* **REQUIRED ACTION**
Find the lines in the records below that contain "with", and report each of them.

Collected data:
╭──

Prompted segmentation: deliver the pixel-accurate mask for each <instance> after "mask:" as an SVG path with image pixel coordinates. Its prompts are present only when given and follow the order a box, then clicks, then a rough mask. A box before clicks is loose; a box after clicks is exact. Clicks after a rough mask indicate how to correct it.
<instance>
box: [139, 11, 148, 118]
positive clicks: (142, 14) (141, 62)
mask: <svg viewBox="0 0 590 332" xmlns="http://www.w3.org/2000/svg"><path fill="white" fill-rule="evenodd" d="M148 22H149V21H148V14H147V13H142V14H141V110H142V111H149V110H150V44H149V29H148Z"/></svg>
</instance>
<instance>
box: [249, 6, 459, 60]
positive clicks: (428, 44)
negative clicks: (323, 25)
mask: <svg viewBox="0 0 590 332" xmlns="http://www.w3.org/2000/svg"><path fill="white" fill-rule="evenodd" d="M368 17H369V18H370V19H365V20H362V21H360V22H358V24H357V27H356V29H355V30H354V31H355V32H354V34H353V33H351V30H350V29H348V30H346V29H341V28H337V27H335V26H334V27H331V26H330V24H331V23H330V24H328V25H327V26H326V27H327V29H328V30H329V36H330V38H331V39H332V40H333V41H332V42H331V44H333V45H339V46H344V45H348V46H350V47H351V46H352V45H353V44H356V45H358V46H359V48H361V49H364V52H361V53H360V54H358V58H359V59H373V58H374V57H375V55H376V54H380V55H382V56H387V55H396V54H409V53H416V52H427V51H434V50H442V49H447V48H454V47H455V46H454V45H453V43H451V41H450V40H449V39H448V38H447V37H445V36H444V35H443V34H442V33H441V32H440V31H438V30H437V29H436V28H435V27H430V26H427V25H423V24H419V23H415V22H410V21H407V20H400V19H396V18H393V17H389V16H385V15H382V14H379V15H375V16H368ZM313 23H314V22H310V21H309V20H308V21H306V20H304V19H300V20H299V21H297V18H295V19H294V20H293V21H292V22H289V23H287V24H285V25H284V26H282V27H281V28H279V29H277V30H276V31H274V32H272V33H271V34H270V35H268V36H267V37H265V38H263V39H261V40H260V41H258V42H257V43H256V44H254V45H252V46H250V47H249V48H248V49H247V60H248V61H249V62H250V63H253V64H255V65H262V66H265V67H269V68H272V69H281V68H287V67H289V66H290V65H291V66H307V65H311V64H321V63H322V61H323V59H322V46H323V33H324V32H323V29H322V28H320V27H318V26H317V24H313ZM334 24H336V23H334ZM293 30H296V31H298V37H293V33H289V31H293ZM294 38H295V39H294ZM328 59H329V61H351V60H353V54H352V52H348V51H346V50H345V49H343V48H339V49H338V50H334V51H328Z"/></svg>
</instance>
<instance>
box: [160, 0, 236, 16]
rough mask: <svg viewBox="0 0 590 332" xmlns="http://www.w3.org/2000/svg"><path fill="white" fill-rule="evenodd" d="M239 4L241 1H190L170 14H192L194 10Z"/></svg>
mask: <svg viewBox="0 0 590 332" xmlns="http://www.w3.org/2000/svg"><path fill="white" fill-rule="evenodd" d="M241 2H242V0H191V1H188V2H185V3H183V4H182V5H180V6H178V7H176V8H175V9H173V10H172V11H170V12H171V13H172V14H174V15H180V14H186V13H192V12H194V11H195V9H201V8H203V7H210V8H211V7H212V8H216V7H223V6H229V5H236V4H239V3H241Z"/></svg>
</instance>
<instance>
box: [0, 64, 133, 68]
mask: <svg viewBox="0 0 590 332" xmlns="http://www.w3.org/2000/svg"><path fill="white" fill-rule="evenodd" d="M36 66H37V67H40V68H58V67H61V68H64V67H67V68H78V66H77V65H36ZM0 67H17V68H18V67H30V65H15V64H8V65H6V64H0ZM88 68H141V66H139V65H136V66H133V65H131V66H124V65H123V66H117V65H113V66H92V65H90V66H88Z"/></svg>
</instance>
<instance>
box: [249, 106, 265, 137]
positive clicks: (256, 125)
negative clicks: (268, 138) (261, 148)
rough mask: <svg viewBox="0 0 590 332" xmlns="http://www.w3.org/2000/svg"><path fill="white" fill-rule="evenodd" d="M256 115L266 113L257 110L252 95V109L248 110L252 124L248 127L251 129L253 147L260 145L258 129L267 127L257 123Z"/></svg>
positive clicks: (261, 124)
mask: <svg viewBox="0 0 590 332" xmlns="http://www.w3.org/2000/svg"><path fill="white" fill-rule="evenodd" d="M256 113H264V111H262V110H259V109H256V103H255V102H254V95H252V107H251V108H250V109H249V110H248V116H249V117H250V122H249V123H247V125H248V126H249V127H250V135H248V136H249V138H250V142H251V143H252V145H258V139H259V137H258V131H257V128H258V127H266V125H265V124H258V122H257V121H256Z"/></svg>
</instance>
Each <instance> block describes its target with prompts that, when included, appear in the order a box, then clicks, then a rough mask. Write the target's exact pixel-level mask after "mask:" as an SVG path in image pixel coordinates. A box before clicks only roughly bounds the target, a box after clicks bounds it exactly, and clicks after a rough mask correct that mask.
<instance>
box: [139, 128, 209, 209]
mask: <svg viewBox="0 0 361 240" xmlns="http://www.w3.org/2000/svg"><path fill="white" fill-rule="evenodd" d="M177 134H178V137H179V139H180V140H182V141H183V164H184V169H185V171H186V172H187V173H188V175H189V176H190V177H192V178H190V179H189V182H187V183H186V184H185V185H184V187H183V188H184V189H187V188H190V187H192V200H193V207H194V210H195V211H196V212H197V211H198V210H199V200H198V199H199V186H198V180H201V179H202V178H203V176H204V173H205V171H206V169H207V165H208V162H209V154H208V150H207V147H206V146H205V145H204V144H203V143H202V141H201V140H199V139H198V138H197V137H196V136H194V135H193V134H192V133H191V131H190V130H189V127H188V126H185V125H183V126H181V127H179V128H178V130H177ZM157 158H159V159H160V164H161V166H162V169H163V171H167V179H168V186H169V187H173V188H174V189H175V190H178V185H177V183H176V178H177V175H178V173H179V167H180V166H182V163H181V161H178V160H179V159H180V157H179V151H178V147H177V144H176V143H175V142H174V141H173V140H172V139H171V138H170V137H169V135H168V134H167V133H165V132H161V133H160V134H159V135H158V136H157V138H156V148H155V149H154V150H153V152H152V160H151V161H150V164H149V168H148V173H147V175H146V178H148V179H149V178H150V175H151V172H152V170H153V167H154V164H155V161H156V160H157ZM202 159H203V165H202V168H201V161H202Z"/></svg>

╰──

* **TASK RESULT**
Prompted segmentation: deliver the pixel-accurate mask for each <instance> after "mask:" as an SVG path with image pixel coordinates. Its prompts are present only when given and follow the order a box, then clicks, then a rough mask. A box before clicks is loose; a box after clicks is exact. Clicks after a rough mask indicate how to correct it.
Each <instance> block describes its target with prompts that, when included, appear in the order a box, then clicks, then a rough mask. Write the target's exact pixel-level mask after "mask:" as an SVG path in image pixel coordinates. A box before clicks only roughly bounds the target, a box after clicks bounds it exactly, and clicks after a rough mask correct that mask.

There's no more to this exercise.